=== YOUR INSTRUCTIONS ===
Reproduce every record below verbatim, leaving out the pictures.

Records from a dataset
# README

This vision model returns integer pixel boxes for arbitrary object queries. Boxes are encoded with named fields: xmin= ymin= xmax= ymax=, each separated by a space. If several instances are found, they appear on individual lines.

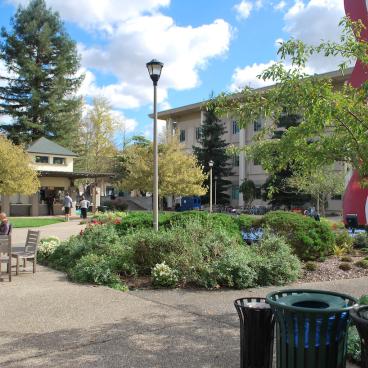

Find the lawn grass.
xmin=9 ymin=217 xmax=64 ymax=228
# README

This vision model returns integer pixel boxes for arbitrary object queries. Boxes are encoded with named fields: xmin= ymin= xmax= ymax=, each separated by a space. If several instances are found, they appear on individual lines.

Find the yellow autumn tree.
xmin=0 ymin=136 xmax=40 ymax=195
xmin=121 ymin=137 xmax=207 ymax=196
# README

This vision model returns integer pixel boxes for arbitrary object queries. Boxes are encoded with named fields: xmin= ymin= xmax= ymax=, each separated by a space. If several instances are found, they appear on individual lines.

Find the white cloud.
xmin=274 ymin=0 xmax=287 ymax=10
xmin=229 ymin=61 xmax=275 ymax=92
xmin=230 ymin=0 xmax=344 ymax=91
xmin=284 ymin=0 xmax=345 ymax=73
xmin=7 ymin=0 xmax=232 ymax=113
xmin=7 ymin=0 xmax=170 ymax=32
xmin=79 ymin=14 xmax=231 ymax=108
xmin=234 ymin=0 xmax=253 ymax=19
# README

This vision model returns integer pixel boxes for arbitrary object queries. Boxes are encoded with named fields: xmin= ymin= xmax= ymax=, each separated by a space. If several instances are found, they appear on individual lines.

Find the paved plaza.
xmin=0 ymin=221 xmax=362 ymax=368
xmin=0 ymin=267 xmax=368 ymax=368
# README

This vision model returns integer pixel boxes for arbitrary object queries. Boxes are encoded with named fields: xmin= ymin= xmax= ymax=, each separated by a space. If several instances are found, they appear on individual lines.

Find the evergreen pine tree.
xmin=193 ymin=107 xmax=232 ymax=204
xmin=0 ymin=0 xmax=83 ymax=148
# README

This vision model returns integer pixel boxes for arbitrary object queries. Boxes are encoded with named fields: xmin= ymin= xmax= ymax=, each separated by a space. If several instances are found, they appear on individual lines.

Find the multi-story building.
xmin=158 ymin=69 xmax=351 ymax=212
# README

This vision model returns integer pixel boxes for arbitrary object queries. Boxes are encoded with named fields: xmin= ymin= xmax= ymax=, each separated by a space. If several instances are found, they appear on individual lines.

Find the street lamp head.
xmin=146 ymin=59 xmax=164 ymax=85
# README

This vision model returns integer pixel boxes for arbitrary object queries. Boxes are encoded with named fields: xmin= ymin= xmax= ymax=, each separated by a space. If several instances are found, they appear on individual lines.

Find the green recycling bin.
xmin=266 ymin=289 xmax=357 ymax=368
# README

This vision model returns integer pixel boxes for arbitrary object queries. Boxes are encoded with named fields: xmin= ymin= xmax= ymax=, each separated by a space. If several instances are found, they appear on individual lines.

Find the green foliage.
xmin=37 ymin=236 xmax=60 ymax=264
xmin=251 ymin=232 xmax=301 ymax=286
xmin=353 ymin=233 xmax=368 ymax=249
xmin=193 ymin=103 xmax=231 ymax=204
xmin=355 ymin=259 xmax=368 ymax=269
xmin=152 ymin=262 xmax=178 ymax=288
xmin=359 ymin=295 xmax=368 ymax=305
xmin=304 ymin=261 xmax=318 ymax=272
xmin=339 ymin=263 xmax=352 ymax=271
xmin=0 ymin=0 xmax=83 ymax=148
xmin=261 ymin=211 xmax=335 ymax=260
xmin=51 ymin=212 xmax=301 ymax=289
xmin=340 ymin=256 xmax=353 ymax=262
xmin=68 ymin=253 xmax=120 ymax=285
xmin=335 ymin=229 xmax=354 ymax=247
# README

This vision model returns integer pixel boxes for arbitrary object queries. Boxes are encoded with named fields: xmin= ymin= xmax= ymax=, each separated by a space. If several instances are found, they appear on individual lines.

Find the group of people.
xmin=0 ymin=212 xmax=11 ymax=235
xmin=46 ymin=193 xmax=91 ymax=221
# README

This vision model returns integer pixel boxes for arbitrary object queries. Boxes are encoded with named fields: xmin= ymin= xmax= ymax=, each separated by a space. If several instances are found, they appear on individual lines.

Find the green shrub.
xmin=213 ymin=245 xmax=257 ymax=289
xmin=68 ymin=253 xmax=120 ymax=285
xmin=339 ymin=263 xmax=352 ymax=271
xmin=340 ymin=256 xmax=353 ymax=262
xmin=304 ymin=261 xmax=318 ymax=272
xmin=37 ymin=236 xmax=60 ymax=264
xmin=262 ymin=211 xmax=335 ymax=260
xmin=352 ymin=234 xmax=368 ymax=249
xmin=355 ymin=259 xmax=368 ymax=269
xmin=251 ymin=232 xmax=301 ymax=286
xmin=152 ymin=262 xmax=178 ymax=288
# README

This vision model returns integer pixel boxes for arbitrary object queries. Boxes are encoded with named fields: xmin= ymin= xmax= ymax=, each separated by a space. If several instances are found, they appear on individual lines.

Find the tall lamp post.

=== RESPONSE TO THIS EXERCISE ===
# README

This vision model returns integer pixel boxes for arbitrary object queries. Boxes are encoded with named fields: xmin= ymin= xmax= ymax=, each separated by a space. If several instances are found, they appear on individual lines.


Find the lawn grass.
xmin=9 ymin=217 xmax=64 ymax=228
# README

This vision model returns integer pixel boxes for arbitrary object queries. Boxes are encoded with named fields: xmin= ymin= xmax= ymax=, each separated by a space. If several instances are found, they appear on individual lines.

Find the yellow autumn tree.
xmin=0 ymin=136 xmax=40 ymax=195
xmin=121 ymin=137 xmax=207 ymax=196
# README

This vision model returns integer pixel boxes for arbitrary object queries. Boxes are encoded with named fields: xmin= ymin= xmax= ymax=, each separated by a space. If several instances are found, they appear on individual lines.

Find the white cloud.
xmin=274 ymin=0 xmax=287 ymax=10
xmin=229 ymin=61 xmax=275 ymax=92
xmin=230 ymin=0 xmax=344 ymax=91
xmin=284 ymin=0 xmax=345 ymax=73
xmin=7 ymin=0 xmax=232 ymax=113
xmin=7 ymin=0 xmax=170 ymax=32
xmin=79 ymin=14 xmax=231 ymax=108
xmin=234 ymin=0 xmax=253 ymax=19
# README

This vision model returns integer pixel boxes for arbitrary object queries. Boxes are encoded with named fields: xmin= ymin= xmax= ymax=, each separated by a space. If several instances are found, they appear on individual lines.

Find the paved plaza.
xmin=0 ymin=221 xmax=362 ymax=368
xmin=0 ymin=267 xmax=368 ymax=368
# README

This vision model returns integer pixel boxes for arbitrary object queries. Boxes are encoded with named fields: xmin= ymin= xmax= ymax=, each separated by a space. If several instances are found, they appear on individual lines.

Find the evergreen pine tree.
xmin=193 ymin=107 xmax=232 ymax=204
xmin=0 ymin=0 xmax=83 ymax=148
# README

This vision model returns integer pixel boxes for arbitrary object queries. Boxes are encoded with named fields: xmin= ymin= xmax= ymax=, each separated by a space. If several instances are found, they appear on individual lines.

Find the multi-story building.
xmin=158 ymin=69 xmax=351 ymax=212
# README

This vision model returns integer pixel boxes for arbitrary object queries. Boxes are encoded with named fields: xmin= ymin= xmax= ymax=, each separated by a space. If several instances are found, they appear on individual lines.

Find the street lamp head.
xmin=146 ymin=59 xmax=164 ymax=85
# README

This vision model returns integer pixel boxes for arbitrary object queries. Boxes are encoded with named fields: xmin= ymin= xmax= ymax=, each separated by a space. If several instances are found, they appear on individual lines.

Find the green recycling bin.
xmin=266 ymin=289 xmax=357 ymax=368
# README

This vision model returns integer pixel boxes for arbitrary object queries. Boxes are encoded with named fields: xmin= ymin= xmax= ymax=, each separated by a space. If several instances are found, they appear on individual lines.

Find the green foliage.
xmin=37 ymin=236 xmax=60 ymax=264
xmin=251 ymin=232 xmax=301 ymax=286
xmin=353 ymin=233 xmax=368 ymax=249
xmin=193 ymin=103 xmax=231 ymax=204
xmin=355 ymin=259 xmax=368 ymax=269
xmin=152 ymin=262 xmax=178 ymax=288
xmin=359 ymin=295 xmax=368 ymax=305
xmin=304 ymin=261 xmax=318 ymax=272
xmin=339 ymin=263 xmax=352 ymax=271
xmin=0 ymin=0 xmax=83 ymax=148
xmin=261 ymin=211 xmax=335 ymax=260
xmin=51 ymin=212 xmax=301 ymax=289
xmin=340 ymin=256 xmax=353 ymax=262
xmin=68 ymin=253 xmax=120 ymax=285
xmin=335 ymin=229 xmax=354 ymax=247
# README

This vision model returns integer pixel boxes for arbitrary object queries. Boxes are encoded with named fields: xmin= ymin= xmax= ymax=, each separated by a space. If several instances are found, they appear on individual lines.

Find the group of people.
xmin=0 ymin=212 xmax=11 ymax=235
xmin=46 ymin=193 xmax=91 ymax=221
# README

This vision model returns integer pixel boxes for arbitrary object queries. Boxes are encoded with named fields: xmin= ymin= xmax= ymax=, each separated by a space. If several instances are found, they appear on individual lines.

Find the green shrub.
xmin=213 ymin=245 xmax=257 ymax=289
xmin=68 ymin=253 xmax=120 ymax=285
xmin=339 ymin=263 xmax=352 ymax=271
xmin=340 ymin=256 xmax=353 ymax=262
xmin=304 ymin=261 xmax=318 ymax=272
xmin=37 ymin=236 xmax=60 ymax=264
xmin=262 ymin=211 xmax=335 ymax=260
xmin=352 ymin=234 xmax=368 ymax=249
xmin=355 ymin=259 xmax=368 ymax=269
xmin=251 ymin=232 xmax=301 ymax=286
xmin=152 ymin=262 xmax=178 ymax=288
# README

This vision model returns integer pixel boxes for arbitrary object queries. Boxes are encoded with named fields: xmin= ymin= xmax= ymax=, each separated by a space. If several instances are found, they appear on individual lines.

Find the tall lamp post.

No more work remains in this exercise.